LISTED RECORDS:
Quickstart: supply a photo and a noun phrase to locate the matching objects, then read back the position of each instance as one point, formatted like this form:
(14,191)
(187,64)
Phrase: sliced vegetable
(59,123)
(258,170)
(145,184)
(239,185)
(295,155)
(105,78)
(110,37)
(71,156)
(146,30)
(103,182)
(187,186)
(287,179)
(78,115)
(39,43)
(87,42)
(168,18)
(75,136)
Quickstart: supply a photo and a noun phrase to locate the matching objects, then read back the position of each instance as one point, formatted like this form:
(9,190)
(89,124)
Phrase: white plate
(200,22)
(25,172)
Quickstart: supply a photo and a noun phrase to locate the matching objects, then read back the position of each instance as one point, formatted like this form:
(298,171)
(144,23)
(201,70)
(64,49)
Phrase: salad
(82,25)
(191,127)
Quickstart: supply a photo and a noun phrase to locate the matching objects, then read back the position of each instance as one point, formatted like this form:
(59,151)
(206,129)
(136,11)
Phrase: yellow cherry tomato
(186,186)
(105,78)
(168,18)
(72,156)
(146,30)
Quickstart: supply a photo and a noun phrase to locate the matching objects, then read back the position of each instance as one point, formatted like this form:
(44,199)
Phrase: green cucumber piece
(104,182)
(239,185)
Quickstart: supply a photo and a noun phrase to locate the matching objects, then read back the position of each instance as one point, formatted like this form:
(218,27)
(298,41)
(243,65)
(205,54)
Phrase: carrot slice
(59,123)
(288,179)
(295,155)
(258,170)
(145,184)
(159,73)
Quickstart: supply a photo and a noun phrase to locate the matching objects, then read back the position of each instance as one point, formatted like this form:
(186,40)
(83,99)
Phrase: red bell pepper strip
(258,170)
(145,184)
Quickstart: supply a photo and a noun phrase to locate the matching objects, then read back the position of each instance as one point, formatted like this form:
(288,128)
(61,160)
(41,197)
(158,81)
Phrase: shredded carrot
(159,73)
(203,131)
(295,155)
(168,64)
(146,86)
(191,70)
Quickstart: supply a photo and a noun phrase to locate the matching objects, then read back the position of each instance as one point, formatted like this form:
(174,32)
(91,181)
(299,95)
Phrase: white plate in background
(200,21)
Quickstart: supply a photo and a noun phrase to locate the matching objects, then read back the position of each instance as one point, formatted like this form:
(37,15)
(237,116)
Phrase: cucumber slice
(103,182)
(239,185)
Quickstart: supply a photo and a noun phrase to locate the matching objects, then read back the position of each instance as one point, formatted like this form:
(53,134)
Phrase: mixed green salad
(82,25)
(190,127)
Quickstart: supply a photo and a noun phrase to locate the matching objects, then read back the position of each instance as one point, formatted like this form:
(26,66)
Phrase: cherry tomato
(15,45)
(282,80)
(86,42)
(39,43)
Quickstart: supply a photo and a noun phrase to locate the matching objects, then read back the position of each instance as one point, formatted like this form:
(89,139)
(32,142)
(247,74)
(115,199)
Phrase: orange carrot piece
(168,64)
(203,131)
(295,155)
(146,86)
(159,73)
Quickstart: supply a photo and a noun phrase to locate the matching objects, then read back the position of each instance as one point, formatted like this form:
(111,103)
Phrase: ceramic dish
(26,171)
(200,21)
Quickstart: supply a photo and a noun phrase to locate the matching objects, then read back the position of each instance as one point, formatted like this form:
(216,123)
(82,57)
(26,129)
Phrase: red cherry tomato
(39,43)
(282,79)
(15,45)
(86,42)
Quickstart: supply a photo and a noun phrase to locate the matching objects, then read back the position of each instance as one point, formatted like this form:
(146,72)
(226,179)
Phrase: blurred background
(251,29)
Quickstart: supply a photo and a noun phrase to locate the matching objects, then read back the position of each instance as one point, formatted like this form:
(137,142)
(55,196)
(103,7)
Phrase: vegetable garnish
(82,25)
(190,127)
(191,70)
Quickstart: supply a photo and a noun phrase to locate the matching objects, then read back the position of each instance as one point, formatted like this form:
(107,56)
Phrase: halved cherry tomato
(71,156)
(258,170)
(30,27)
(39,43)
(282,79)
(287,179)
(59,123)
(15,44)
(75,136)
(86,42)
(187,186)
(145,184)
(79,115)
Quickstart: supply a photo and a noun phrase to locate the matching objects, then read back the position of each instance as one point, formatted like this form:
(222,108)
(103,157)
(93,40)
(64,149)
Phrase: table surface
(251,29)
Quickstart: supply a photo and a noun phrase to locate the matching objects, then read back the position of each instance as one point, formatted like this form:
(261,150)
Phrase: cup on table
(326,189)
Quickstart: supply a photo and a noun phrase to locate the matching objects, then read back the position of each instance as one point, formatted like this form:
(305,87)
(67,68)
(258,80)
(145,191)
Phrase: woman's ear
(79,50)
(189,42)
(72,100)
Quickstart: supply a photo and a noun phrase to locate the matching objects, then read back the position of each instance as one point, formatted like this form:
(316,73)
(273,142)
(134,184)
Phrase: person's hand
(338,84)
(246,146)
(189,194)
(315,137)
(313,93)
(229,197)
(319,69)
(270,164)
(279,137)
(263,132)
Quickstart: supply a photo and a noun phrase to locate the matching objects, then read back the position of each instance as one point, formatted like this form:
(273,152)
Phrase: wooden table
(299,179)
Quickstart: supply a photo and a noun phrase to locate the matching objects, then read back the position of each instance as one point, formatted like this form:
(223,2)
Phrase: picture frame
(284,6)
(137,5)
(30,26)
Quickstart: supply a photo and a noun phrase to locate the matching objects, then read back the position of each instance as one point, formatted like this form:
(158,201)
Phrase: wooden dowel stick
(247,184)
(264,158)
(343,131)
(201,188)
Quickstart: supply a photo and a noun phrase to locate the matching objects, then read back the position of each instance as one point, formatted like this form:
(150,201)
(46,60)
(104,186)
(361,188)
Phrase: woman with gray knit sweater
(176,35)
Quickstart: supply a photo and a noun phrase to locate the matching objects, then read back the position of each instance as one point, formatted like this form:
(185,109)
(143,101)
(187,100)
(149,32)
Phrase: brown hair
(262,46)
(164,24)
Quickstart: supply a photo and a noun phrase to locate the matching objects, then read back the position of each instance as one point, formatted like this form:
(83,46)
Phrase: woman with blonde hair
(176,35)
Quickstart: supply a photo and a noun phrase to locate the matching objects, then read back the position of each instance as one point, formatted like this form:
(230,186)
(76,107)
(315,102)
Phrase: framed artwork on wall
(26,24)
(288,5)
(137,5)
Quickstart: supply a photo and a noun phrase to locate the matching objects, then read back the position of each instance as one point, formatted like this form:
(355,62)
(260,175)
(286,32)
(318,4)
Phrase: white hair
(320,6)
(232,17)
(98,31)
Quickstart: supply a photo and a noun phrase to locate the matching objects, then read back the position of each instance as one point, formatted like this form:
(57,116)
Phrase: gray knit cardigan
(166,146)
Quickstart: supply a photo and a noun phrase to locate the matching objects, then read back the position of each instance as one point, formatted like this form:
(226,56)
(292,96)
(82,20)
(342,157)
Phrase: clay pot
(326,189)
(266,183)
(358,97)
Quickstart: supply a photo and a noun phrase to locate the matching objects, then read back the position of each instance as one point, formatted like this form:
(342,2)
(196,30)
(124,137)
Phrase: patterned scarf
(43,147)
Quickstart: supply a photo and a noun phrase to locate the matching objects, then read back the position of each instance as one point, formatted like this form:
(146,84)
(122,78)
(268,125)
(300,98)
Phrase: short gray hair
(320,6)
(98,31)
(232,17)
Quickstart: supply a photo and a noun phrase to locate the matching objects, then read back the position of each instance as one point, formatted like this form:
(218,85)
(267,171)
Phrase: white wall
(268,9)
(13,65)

DIRECTIONS FOR THIS TASK: How many lines in the rows above contain the string "hair"? Case counts. Reply with the number alone.

THE SOLUTION: 4